## [ЗАДАНИЕ 1]
Ответьте на вопросы по тексту о Тютчеве:
(а) В какой город, по словам текста, был закинут Тютчев?
(б) Сколько лет лучшей поры жизни Тютчев провел за границей?
(в) Как назван кумир, которому, как можно было бы ожидать, поклонится Тютчев подобно многим поэтам?
## [ЗАДАНИЕ 2]
Извлеките из текста о Тютчеве отрывок без изменений: начните с места, где стоят слова "Представим же его", и остановитесь после слов "правде, и таланту?".

## [ПРЕДЛОЖЕННЫЙ ТЕКСТ]
──────

Вы здесь

Федор Иванович Тютчев. II (И. С. Аксаков, 1886)

II

В 1822 году переезд из России за границу значил не то, что теперь. Это просто был временный разрыв с отечеством. Железных дорог и электрических телеграфов тогда еще и в помине не было; почтовые сообщения совершались медленно; русские путешественники были редки. Отвергнутый от России в самой ранней, нежной молодости, когда ему было с небольшим 18 лет, закинутый в дальний Мюнхен, предоставленный сам себе, Тютчев один, без руководителя, переживает на чужбине весь процесс внутреннего развития, от юности до зрелого мужества, и возвращается в Россию на водворение, когда ему пошел уже пятый десяток лет. Двадцать два года лучшей поры жизни проведены Тютчевым за границей…

Представим же его себе одного, брошенного, чуть не мальчиком в водоворот высшего иностранного общества, окруженного всеми соблазнами большого света, искушаемого собственными дарованиями, которые тотчас же, с первого его появления в этой блестящей европейской среде, доставили ему столько сочувствия и успеха, – наконец любимого, балуемого женщинами, с сердцем, падким на увлечения, страстные, безоглядочные… Как, казалось бы, этой 18-летней юности не поддаться обольщениям тщеславия, даже гордости? Как не растратить в этом вихре суеты, в обаянии внешней жизни сокровища жизни внутренней, высшие стремления духа? Не следовало ли ожидать, что и он, подобно многим нашим поэтам, поклонится кумиру, называемому светом, приобщится его злой пустоте и в погоне за успехами принесет немало нравственных жертв в ущерб и правде, и таланту?

──────

## [ИССЛЕДУЕМЫЕ ДАННЫЕ]
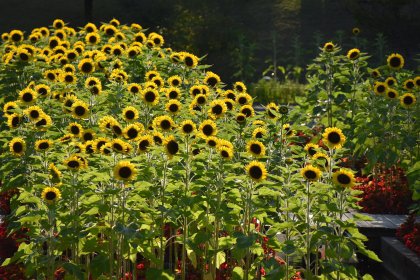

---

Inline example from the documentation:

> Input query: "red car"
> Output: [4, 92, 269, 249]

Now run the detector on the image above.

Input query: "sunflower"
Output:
[163, 135, 179, 157]
[141, 88, 159, 106]
[400, 93, 416, 109]
[123, 123, 144, 141]
[35, 139, 53, 151]
[64, 155, 85, 171]
[114, 160, 137, 181]
[182, 52, 198, 68]
[351, 27, 360, 35]
[373, 82, 388, 95]
[122, 106, 139, 122]
[77, 58, 95, 74]
[385, 77, 397, 87]
[236, 93, 252, 105]
[332, 168, 356, 188]
[9, 137, 26, 157]
[322, 127, 346, 149]
[165, 99, 182, 115]
[304, 143, 319, 157]
[137, 134, 153, 153]
[48, 163, 62, 183]
[300, 164, 322, 181]
[3, 101, 19, 116]
[179, 120, 197, 135]
[323, 42, 335, 52]
[71, 100, 89, 119]
[208, 99, 227, 119]
[404, 79, 416, 90]
[153, 116, 175, 131]
[265, 102, 279, 119]
[386, 88, 398, 99]
[85, 32, 101, 45]
[239, 105, 255, 118]
[198, 120, 217, 137]
[386, 53, 404, 70]
[252, 127, 268, 139]
[347, 49, 360, 60]
[41, 187, 61, 204]
[246, 140, 265, 157]
[7, 113, 22, 129]
[168, 75, 182, 87]
[218, 146, 233, 160]
[19, 88, 38, 105]
[166, 87, 181, 99]
[203, 71, 221, 87]
[245, 160, 267, 182]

──────

## [ПИСЬМЕННОЕ РЕШЕНИЕ 1]
(а) В Мюнхен.
(б) Двадцать два года.
(в) Кумир, называемый светом.

## [ПИСЬМЕННОЕ РЕШЕНИЕ 2]
Представим же его себе одного, брошенного, чуть не мальчиком в водоворот высшего иностранного общества, окруженного всеми соблазнами большого света, искушаемого собственными дарованиями, которые тотчас же, с первого его появления в этой блестящей европейской среде, доставили ему столько сочувствия и успеха, – наконец любимого, балуемого женщинами, с сердцем, падким на увлечения, страстные, безоглядочные… Как, казалось бы, этой 18-летней юности не поддаться обольщениям тщеславия, даже гордости? Как не растратить в этом вихре суеты, в обаянии внешней жизни сокровища жизни внутренней, высшие стремления духа? Не следовало ли ожидать, что и он, подобно многим нашим поэтам, поклонится кумиру, называемому светом, приобщится его злой пустоте и в погоне за успехами принесет немало нравственных жертв в ущерб и правде, и таланту?